- [Challenge]:
Put every line of the data below into a JSON list of strings, one string per line, skipping blank lines. Leave the pictures out of the list.

[Segmentation dataset data]
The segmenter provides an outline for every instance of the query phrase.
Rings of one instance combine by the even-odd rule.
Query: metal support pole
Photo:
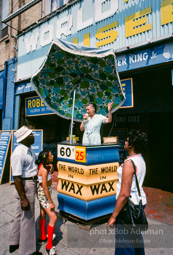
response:
[[[72,117],[71,117],[71,130],[70,130],[70,144],[72,144],[72,134],[73,134],[73,119],[74,119],[74,106],[75,106],[76,90],[73,91],[73,107],[72,107]]]

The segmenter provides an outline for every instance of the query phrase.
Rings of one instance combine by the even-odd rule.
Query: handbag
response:
[[[120,221],[123,225],[127,228],[146,231],[148,229],[148,221],[144,212],[144,208],[142,206],[142,197],[141,192],[139,189],[139,183],[136,176],[136,166],[132,160],[130,160],[134,167],[135,179],[136,179],[136,186],[138,190],[138,195],[140,198],[139,205],[136,206],[131,200],[130,197],[128,198],[125,206],[121,210],[119,217]]]
[[[115,143],[118,144],[118,137],[117,136],[108,136],[108,137],[103,137],[103,143]]]

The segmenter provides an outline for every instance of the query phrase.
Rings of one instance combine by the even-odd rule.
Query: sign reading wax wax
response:
[[[102,183],[85,185],[59,178],[57,189],[59,193],[79,198],[84,201],[90,201],[115,195],[117,182],[118,180],[111,180]]]
[[[75,160],[75,147],[58,144],[58,158]]]
[[[86,162],[86,147],[58,144],[58,158]]]
[[[75,147],[75,160],[77,162],[86,162],[86,147]]]
[[[81,165],[58,161],[59,178],[84,184],[118,180],[118,162],[99,165]]]

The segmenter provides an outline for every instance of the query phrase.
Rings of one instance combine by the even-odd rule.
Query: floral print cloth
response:
[[[103,115],[108,114],[109,102],[114,102],[112,112],[123,104],[125,96],[115,63],[111,50],[57,40],[31,81],[45,104],[67,119],[72,117],[75,89],[74,120],[81,121],[89,102]]]
[[[48,186],[49,194],[52,194],[52,185]],[[43,187],[41,185],[37,188],[37,198],[43,208],[49,208],[49,200],[47,199]]]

- [Full solution]:
[
  "The segmenter provides an outline for every instance of the query phrase.",
  "Rings of one instance combine by the even-odd rule.",
  "Query: metal support pole",
  "Photo:",
  "response:",
  "[[[72,117],[71,117],[71,130],[70,130],[70,144],[72,144],[72,134],[73,134],[73,119],[74,119],[74,106],[75,106],[76,90],[73,91],[73,107],[72,107]]]",
  "The segmenter provides an outline for every instance of the query phrase.",
  "Rings of one instance combine by the even-odd rule.",
  "Query: handbag",
  "response:",
  "[[[120,221],[123,225],[127,228],[146,231],[148,229],[148,221],[144,212],[144,208],[142,206],[142,197],[141,192],[139,189],[139,183],[136,176],[136,166],[132,160],[130,160],[134,167],[135,179],[136,179],[136,186],[138,190],[138,195],[140,198],[139,205],[136,206],[131,200],[130,197],[128,198],[125,206],[121,210],[119,217]]]",
  "[[[115,143],[118,144],[118,137],[117,136],[108,136],[108,137],[103,137],[103,143]]]",
  "The segmenter provides an outline for every instance of the query phrase.",
  "Rings of one instance combine by the even-odd rule.",
  "Query: sign reading wax wax",
  "response:",
  "[[[102,183],[85,185],[59,178],[57,189],[59,193],[79,198],[84,201],[90,201],[115,195],[117,182],[118,180],[111,180]]]",
  "[[[75,160],[75,147],[58,144],[58,158]]]",
  "[[[86,162],[86,147],[58,144],[58,158]]]",
  "[[[75,147],[75,160],[77,162],[86,162],[86,147]]]",
  "[[[81,165],[58,161],[59,178],[84,184],[118,180],[118,162],[99,165]]]",
  "The segmenter provides an outline for every instance of the query phrase.",
  "Rings of one instance combine by the even-odd rule.",
  "Query: floral print cloth",
  "response:",
  "[[[103,115],[108,114],[109,102],[114,102],[112,112],[123,104],[125,96],[115,63],[111,50],[57,40],[31,81],[45,104],[67,119],[72,117],[75,89],[74,120],[81,121],[89,102]]]",
  "[[[48,186],[49,194],[52,194],[52,185]],[[43,187],[41,185],[37,188],[37,198],[43,208],[49,208],[49,200],[47,199]]]"
]